> _Extrait du document_
>>>>>

Au cours du dernier trimestre de l’année, l’équipe de la LSC a reçu diverses décisions. Certaines ont constitué des victoires en soi, nos demandes d’amicus curiae ayant été acceptées, tandis que d’autres ont été entachées par un manque de jurisprudence progressiste, la Cour n’ayant pas véritablement respecté ses obligations étatiques. Quoi qu’il en soit, le travail se poursuit et des efforts sont déployés pour que la Cour statue de manière à offrir à la fois des recours aux clients et le changement que nous souhaitons voir dans la jurisprudence sur le continent.

Dans cette mise à jour, nous soulignons l’issue de l’affaire WMW, qui portait sur les violences faites aux femmes dans les transports publics; l’affaire Tullow Kenya, qui portait sur les droits des femmes dans le contexte des industries extractives ; et l’affaire Ndiko, qui portait sur les droits des femmes dans le cadre du divorce et du partage des biens matrimoniaux.

<<<<<

> _Tâche brève 1_
Énumérez toutes les affaires citées dans la mise à jour de la LSC ci-dessus.
> _Tâche brève 2_
Reproduisez le passage de la mise à jour de la LSC qui s’ouvre sur les mots contenant « Au cours du » et se clôt sur « sur le continent. ».

> _Extraits de données_

>>>>>

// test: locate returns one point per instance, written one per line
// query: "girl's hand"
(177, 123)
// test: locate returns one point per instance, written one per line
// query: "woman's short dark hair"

<<<<<

> _Réponse complète 1_
L’affaire WMW ; l’affaire Tullow Kenya ; l’affaire Ndiko.

> _Réponse complète 2_
Au cours du dernier trimestre de l’année, l’équipe de la LSC a reçu diverses décisions. Certaines ont constitué des victoires en soi, nos demandes d’amicus curiae ayant été acceptées, tandis que d’autres ont été entachées par un manque de jurisprudence progressiste, la Cour n’ayant pas véritablement respecté ses obligations étatiques. Quoi qu’il en soit, le travail se poursuit et des efforts sont déployés pour que la Cour statue de manière à offrir à la fois des recours aux clients et le changement que nous souhaitons voir dans la jurisprudence sur le continent.